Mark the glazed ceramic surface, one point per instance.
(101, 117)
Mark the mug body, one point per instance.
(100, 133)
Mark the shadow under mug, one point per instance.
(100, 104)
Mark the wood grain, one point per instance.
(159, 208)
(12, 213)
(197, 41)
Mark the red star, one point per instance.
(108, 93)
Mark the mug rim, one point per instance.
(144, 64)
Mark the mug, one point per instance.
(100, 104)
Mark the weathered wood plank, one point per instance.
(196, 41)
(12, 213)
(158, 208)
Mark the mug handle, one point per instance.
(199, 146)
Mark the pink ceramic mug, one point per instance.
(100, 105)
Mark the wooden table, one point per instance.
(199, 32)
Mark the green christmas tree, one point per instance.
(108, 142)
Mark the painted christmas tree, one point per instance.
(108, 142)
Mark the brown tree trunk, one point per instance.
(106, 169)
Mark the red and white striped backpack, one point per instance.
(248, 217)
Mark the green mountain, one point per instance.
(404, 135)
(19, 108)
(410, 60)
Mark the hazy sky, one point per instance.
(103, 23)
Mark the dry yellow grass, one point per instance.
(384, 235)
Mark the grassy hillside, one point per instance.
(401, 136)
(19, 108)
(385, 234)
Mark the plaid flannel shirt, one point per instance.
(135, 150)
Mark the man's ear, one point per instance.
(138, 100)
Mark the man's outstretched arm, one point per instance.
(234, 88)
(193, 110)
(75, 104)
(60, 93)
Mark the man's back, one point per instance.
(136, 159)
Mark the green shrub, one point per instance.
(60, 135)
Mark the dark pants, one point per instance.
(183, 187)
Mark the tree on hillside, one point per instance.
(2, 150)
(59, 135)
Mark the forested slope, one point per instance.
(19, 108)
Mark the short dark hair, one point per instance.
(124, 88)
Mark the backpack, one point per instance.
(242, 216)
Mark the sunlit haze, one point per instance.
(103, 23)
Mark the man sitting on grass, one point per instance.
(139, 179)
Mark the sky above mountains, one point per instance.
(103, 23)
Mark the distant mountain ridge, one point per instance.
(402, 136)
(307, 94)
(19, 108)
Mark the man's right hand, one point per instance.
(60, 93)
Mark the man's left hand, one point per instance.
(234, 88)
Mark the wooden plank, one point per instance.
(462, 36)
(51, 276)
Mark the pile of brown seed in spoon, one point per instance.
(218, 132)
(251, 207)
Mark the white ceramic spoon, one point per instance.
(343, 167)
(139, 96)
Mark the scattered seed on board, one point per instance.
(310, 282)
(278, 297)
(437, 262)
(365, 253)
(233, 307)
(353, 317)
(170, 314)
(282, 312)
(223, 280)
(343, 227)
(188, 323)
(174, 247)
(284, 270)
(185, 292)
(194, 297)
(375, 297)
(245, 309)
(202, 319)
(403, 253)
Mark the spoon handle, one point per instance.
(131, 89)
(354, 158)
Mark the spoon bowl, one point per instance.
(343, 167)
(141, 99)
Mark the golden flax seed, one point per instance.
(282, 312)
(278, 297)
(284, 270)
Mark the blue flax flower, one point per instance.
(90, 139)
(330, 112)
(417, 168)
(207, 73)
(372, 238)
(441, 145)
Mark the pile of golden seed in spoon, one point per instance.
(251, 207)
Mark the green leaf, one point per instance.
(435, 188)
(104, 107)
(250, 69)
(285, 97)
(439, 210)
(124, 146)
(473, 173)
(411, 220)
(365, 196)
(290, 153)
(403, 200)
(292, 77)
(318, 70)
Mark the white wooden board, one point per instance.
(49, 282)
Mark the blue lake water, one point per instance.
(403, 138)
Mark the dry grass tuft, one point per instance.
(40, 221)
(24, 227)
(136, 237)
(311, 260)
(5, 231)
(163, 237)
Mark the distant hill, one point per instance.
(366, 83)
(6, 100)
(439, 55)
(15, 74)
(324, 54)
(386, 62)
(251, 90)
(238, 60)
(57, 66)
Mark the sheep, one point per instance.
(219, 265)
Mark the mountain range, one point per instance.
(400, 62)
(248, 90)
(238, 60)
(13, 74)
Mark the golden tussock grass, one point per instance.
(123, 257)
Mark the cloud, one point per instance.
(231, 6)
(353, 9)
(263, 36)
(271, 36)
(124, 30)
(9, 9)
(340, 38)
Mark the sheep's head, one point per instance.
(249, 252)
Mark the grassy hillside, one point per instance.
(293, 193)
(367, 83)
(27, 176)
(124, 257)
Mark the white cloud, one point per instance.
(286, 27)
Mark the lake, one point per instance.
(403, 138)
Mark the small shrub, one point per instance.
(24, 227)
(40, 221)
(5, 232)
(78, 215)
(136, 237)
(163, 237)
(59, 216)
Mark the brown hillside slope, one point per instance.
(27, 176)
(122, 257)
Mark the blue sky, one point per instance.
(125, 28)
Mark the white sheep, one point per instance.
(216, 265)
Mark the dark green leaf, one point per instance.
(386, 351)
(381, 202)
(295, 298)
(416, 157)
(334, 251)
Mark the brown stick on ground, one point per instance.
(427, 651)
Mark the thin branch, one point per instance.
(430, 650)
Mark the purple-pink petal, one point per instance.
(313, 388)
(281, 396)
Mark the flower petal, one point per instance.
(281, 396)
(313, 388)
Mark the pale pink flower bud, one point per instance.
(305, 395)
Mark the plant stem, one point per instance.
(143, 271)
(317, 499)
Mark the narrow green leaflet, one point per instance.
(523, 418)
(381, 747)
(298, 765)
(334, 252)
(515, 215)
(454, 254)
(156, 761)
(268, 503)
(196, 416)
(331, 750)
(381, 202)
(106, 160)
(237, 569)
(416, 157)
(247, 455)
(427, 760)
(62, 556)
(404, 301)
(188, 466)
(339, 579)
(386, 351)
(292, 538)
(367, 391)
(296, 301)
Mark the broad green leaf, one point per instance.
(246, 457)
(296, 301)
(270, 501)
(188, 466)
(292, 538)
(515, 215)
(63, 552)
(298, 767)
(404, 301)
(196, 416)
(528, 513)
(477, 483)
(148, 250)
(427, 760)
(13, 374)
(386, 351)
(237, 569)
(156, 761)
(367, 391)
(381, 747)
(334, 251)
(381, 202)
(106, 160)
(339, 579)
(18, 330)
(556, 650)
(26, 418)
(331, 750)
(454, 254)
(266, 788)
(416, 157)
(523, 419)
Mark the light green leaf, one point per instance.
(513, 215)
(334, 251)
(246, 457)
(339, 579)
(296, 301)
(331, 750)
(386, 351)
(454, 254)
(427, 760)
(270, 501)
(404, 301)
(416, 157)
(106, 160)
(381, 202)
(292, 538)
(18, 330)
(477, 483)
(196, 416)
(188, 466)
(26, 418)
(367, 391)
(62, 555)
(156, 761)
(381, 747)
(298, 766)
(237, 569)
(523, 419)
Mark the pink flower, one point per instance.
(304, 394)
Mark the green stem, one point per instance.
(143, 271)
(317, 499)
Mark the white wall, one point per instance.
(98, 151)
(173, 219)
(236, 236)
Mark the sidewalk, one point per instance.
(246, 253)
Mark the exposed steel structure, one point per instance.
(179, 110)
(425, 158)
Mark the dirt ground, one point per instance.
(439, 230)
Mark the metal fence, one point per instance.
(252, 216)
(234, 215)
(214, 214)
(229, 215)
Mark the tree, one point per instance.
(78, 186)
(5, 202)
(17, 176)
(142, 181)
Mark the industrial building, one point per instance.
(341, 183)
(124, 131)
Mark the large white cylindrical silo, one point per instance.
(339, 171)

┄┄┄┄┄┄┄┄┄┄

__THE EXERCISE__: The records above should all be quoted exactly, please.

__COMPLETED EXERCISE__:
Mark the glazed ceramic surface, one point per instance.
(101, 117)
Mark the mug body, one point per instance.
(100, 133)
Mark the shadow under mug, one point per instance.
(100, 104)
Mark the wood grain, one point per instance.
(159, 208)
(12, 213)
(197, 41)
Mark the red star, one point per instance.
(108, 93)
Mark the mug rim, one point per instance.
(144, 64)
Mark the mug, one point per instance.
(100, 104)
Mark the weathered wood plank, one point per instance.
(196, 41)
(12, 213)
(158, 208)
Mark the mug handle, one point per instance.
(199, 146)
Mark the pink ceramic mug, one point per instance.
(100, 105)
Mark the wooden table, one point per instance.
(199, 32)
Mark the green christmas tree, one point per instance.
(108, 142)
Mark the painted christmas tree, one point per instance.
(108, 142)
Mark the brown tree trunk, one point per instance.
(106, 169)
Mark the red and white striped backpack, one point per instance.
(248, 217)
Mark the green mountain, one point per instance.
(404, 135)
(19, 108)
(410, 60)
Mark the hazy sky, one point per instance.
(103, 23)
Mark the dry yellow grass, one point per instance.
(384, 235)
Mark the grassy hillside, one point per instance.
(401, 136)
(19, 108)
(385, 234)
Mark the plaid flannel shirt, one point per instance.
(135, 150)
Mark the man's ear, one point per instance.
(138, 100)
Mark the man's outstretched arm, one point per instance.
(234, 88)
(193, 110)
(75, 104)
(60, 93)
Mark the man's back, one point per instance.
(136, 159)
Mark the green shrub, one point per instance.
(60, 135)
Mark the dark pants, one point per instance.
(183, 187)
Mark the tree on hillside, one point per instance.
(2, 150)
(59, 135)
Mark the forested slope, one point per instance.
(19, 108)
Mark the short dark hair, one point per instance.
(124, 88)
Mark the backpack, one point per instance.
(242, 216)
Mark the sunlit haze, one point per instance.
(103, 23)
Mark the man sitting on grass, one point per instance.
(139, 179)
Mark the sky above mountains, one point per instance.
(103, 23)
Mark the distant mountain ridge, one point per instance.
(402, 136)
(307, 94)
(19, 108)
Mark the man's right hand, one point per instance.
(60, 93)
Mark the man's left hand, one point per instance.
(234, 88)
Mark the wooden plank, one point per instance.
(462, 36)
(51, 276)
Mark the pile of brown seed in spoon, one point per instance.
(218, 132)
(251, 207)
Mark the white ceramic spoon, one point per instance.
(343, 167)
(139, 96)
Mark the scattered seed on board, one point per instance.
(310, 282)
(278, 297)
(437, 262)
(365, 253)
(233, 307)
(353, 317)
(170, 314)
(282, 312)
(223, 280)
(343, 227)
(188, 323)
(174, 247)
(284, 270)
(185, 292)
(194, 297)
(375, 297)
(245, 309)
(202, 319)
(403, 253)
Mark the spoon handle, one point per instance.
(131, 89)
(354, 158)
Mark the spoon bowl, one point per instance.
(343, 167)
(141, 99)
Mark the golden flax seed, one point per instance.
(282, 312)
(278, 297)
(284, 270)
Mark the blue flax flower, one point per instance.
(90, 139)
(330, 112)
(417, 168)
(207, 73)
(372, 238)
(441, 145)
Mark the pile of golden seed in spoon, one point per instance.
(251, 207)
Mark the green leaf, one point per instance.
(435, 188)
(104, 107)
(250, 69)
(285, 97)
(439, 210)
(124, 146)
(473, 173)
(411, 220)
(365, 196)
(290, 153)
(403, 200)
(292, 77)
(318, 70)
Mark the white wooden board, one point per instance.
(49, 282)
Mark the blue lake water, one point per instance.
(403, 138)
Mark the dry grass tuft, one point per instance.
(40, 221)
(24, 227)
(136, 237)
(311, 260)
(5, 231)
(163, 237)
Mark the distant hill, one point per instance.
(366, 83)
(6, 100)
(439, 55)
(15, 74)
(324, 54)
(386, 62)
(251, 90)
(238, 60)
(57, 66)
Mark the sheep, one point per instance.
(219, 265)
Mark the mountain range, one point per instance.
(400, 62)
(248, 90)
(238, 60)
(13, 74)
Mark the golden tussock grass, one point per instance.
(123, 257)
Mark the cloud, one point per instance.
(231, 6)
(353, 9)
(263, 36)
(271, 36)
(124, 30)
(9, 9)
(340, 38)
Mark the sheep's head, one point per instance.
(249, 252)
Mark the grassy hillside, one point per instance.
(293, 193)
(367, 83)
(27, 176)
(124, 257)
Mark the white cloud, one point per instance.
(286, 27)
Mark the lake, one point per instance.
(403, 138)
Mark the small shrub, one point per instance.
(24, 227)
(40, 221)
(5, 232)
(78, 215)
(136, 237)
(163, 237)
(59, 216)
Mark the brown hillside slope, one point per instance.
(27, 176)
(122, 257)
Mark the blue sky, one point per instance.
(125, 28)
Mark the white sheep, one point per instance.
(216, 265)
Mark the dark green leaf, one point per instance.
(386, 351)
(381, 202)
(295, 298)
(416, 157)
(334, 251)
Mark the brown stick on ground, one point per instance.
(427, 651)
Mark the thin branch, one point per instance.
(430, 650)
Mark the purple-pink petal, one point per instance.
(313, 388)
(281, 396)
Mark the flower petal, one point per instance.
(281, 396)
(313, 388)
Mark the pale pink flower bud, one point per instance.
(305, 395)
Mark the plant stem, one point per instance.
(143, 271)
(317, 499)
Mark the narrow green leaflet, one point per instance.
(523, 418)
(381, 747)
(298, 765)
(334, 252)
(515, 215)
(454, 254)
(156, 761)
(268, 503)
(196, 416)
(331, 750)
(381, 202)
(106, 160)
(237, 569)
(416, 157)
(247, 455)
(427, 760)
(62, 556)
(404, 301)
(188, 466)
(339, 579)
(386, 351)
(292, 538)
(367, 391)
(296, 301)
Mark the broad green leaf, one point per instance.
(246, 457)
(296, 301)
(270, 501)
(188, 466)
(292, 538)
(515, 215)
(63, 552)
(298, 767)
(404, 301)
(196, 416)
(528, 513)
(477, 483)
(148, 250)
(427, 760)
(13, 374)
(386, 351)
(237, 569)
(156, 761)
(367, 391)
(381, 747)
(334, 251)
(381, 202)
(106, 160)
(339, 579)
(18, 330)
(556, 650)
(26, 418)
(331, 750)
(454, 254)
(266, 788)
(416, 157)
(523, 419)
Mark the light green leaf, one point per instance.
(513, 215)
(334, 251)
(246, 457)
(339, 579)
(296, 301)
(331, 750)
(386, 351)
(454, 254)
(427, 760)
(270, 501)
(404, 301)
(416, 157)
(106, 160)
(381, 202)
(292, 538)
(18, 330)
(477, 483)
(196, 416)
(188, 466)
(26, 418)
(367, 391)
(62, 555)
(156, 761)
(381, 747)
(298, 766)
(237, 569)
(523, 419)
Mark the pink flower, one point per instance.
(304, 394)
Mark the green stem, one point per instance.
(143, 271)
(317, 499)
Mark the white wall, one point per instance.
(98, 151)
(173, 219)
(236, 236)
Mark the sidewalk, one point per instance.
(246, 253)
Mark the exposed steel structure, one point per instance.
(179, 110)
(425, 158)
Mark the dirt ground, one point per instance.
(439, 230)
Mark the metal fence, one point per instance.
(252, 216)
(234, 215)
(214, 214)
(229, 215)
Mark the tree, one point per instance.
(78, 186)
(5, 202)
(17, 176)
(142, 181)
Mark the industrial building, one point per instance.
(341, 183)
(124, 131)
Mark the large white cylindrical silo, one point per instance.
(339, 171)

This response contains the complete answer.